Creature information
- Grouping: Ghost

Origin
- First attested: 1822
- Country: United States
- Region: Pawleys Island, South Carolina

= The Gray Man (ghost) =

Paranormal apparition

In South Carolina ghostlore, the Gray Man is a ghost reportedly seen on the coast of Pawleys Island, South Carolina, that warns residents of coming severe storms and hurricanes. Although there are many variations of the legend, most say the Gray Man was first seen in 1822, three years before the town government was incorporated. The last reported sighting was just before Hurricane Florence hit in 2018 and previously just before Hurricane Hugo hit the area in 1989.

==History and legend==

Legend holds that the Gray Man is the ghost of a young man traveling from Charleston to see his fiancée in 1822. On the way, he and his horse were caught in quicksand-like pluff mud in the marshes before Pawley's Island, and died. His spirit has haunted the shore nearby ever since, looking for the girl he loved.

The legend appears to have first entered print in Julian Stevenson Bolick's book Waccamaw Plantations, published in 1946, and was repeated more elaborately in his 1956 book of ghost stories.

The Gray Man received national attention just after Hurricane Hugo when residents Jim and Clara Moore were interviewed on the television show Unsolved Mysteries, which aired in 1990. They told their story about seeing the man on the beach and how he disappeared when they waved. Their house was spared in the storm while the homes of their neighbors were heavily damaged.

The Weather Channel aired a series in 2014, American Super/Natural, that devoted an entire episode to the Gray Man.

People who have allegedly encountered the spirit have credited him with saving them or their homes. Either they have come ashore or left the area and returned to find their homes and belongings unscathed by severe storms. He has been described as a man wearing gray clothing, a long coat, dressed "like a pirate," and sometimes as having no legs.

_Data lines_.
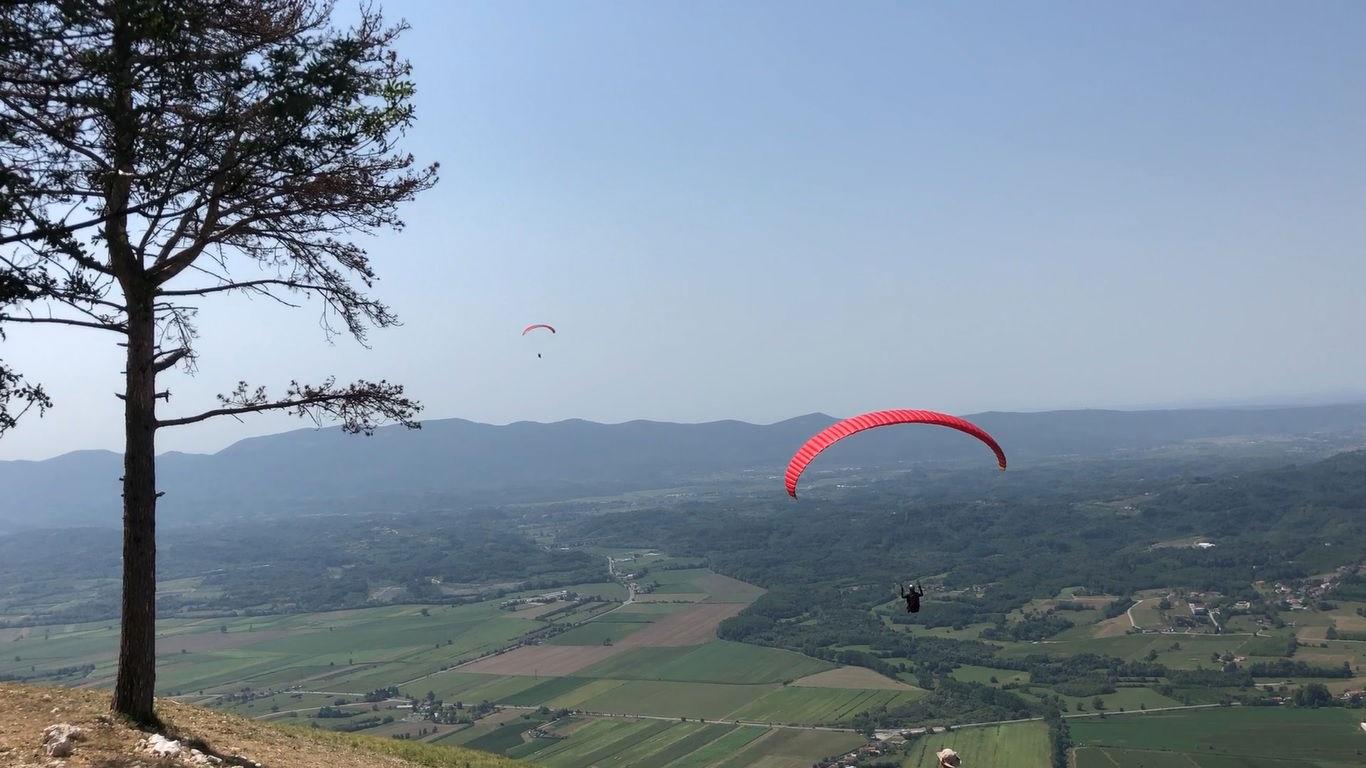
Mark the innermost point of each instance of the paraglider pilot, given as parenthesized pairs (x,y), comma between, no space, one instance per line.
(913,597)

_What this task involves_. Repeat the Gray Man text word for word, everything from "Creature information" down to "area in 1989.". You won't need the material for this.

_Solution for this task_.
Creature information
- Grouping: Ghost

Origin
- First attested: 1822
- Country: United States
- Region: Pawleys Island, South Carolina

= The Gray Man (ghost) =

Paranormal apparition

In South Carolina ghostlore, the Gray Man is a ghost reportedly seen on the coast of Pawleys Island, South Carolina, that warns residents of coming severe storms and hurricanes. Although there are many variations of the legend, most say the Gray Man was first seen in 1822, three years before the town government was incorporated. The last reported sighting was just before Hurricane Florence hit in 2018 and previously just before Hurricane Hugo hit the area in 1989.